■ TO BE DONE ■
How many lines of the records below contain the word "hand"? Reply with the number alone.

-- Start RECORD EXCERPTS --

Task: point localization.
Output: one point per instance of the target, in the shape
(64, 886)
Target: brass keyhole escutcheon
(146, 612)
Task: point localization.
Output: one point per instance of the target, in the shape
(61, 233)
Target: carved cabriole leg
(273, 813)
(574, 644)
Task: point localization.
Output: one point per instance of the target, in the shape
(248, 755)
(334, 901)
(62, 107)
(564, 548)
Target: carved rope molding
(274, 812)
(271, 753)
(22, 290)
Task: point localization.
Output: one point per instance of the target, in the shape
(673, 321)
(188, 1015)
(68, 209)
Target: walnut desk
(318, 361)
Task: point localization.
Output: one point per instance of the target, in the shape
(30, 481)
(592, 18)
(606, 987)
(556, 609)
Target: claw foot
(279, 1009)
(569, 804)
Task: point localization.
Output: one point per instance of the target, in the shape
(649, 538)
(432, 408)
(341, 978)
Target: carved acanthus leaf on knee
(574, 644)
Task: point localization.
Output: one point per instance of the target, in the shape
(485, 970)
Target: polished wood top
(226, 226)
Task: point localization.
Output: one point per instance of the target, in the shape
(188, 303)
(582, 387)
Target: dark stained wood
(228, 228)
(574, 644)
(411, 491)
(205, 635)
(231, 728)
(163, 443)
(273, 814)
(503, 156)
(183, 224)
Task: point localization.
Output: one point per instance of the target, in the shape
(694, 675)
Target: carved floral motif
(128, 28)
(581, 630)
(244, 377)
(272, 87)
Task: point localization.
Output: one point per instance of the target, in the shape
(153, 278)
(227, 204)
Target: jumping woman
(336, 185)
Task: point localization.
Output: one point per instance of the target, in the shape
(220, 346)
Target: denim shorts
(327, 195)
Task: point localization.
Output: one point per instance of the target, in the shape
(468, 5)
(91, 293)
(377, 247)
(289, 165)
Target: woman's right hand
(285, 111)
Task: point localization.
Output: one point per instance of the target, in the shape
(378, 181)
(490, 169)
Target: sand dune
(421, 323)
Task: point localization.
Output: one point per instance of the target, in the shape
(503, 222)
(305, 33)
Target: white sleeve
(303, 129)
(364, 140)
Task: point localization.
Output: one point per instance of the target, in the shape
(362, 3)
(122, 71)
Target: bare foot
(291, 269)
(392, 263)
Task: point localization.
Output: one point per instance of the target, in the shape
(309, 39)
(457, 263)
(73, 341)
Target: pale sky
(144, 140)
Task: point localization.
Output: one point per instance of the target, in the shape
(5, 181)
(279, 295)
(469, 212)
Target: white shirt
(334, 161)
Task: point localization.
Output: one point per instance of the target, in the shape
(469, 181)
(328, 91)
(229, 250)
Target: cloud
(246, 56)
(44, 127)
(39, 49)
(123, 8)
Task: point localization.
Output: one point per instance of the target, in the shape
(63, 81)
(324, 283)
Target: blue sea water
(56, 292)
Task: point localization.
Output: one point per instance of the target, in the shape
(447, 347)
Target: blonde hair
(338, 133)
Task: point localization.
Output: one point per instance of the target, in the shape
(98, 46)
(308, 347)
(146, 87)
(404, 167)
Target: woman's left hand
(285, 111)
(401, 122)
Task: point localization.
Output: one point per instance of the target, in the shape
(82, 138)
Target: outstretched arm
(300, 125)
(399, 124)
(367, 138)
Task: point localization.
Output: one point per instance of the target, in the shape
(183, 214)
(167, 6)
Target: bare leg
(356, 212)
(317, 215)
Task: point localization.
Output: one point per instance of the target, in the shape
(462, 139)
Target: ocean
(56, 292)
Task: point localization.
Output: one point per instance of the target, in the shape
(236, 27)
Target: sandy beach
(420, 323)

-- End RECORD EXCERPTS --

■ WORKED ANSWER ■
2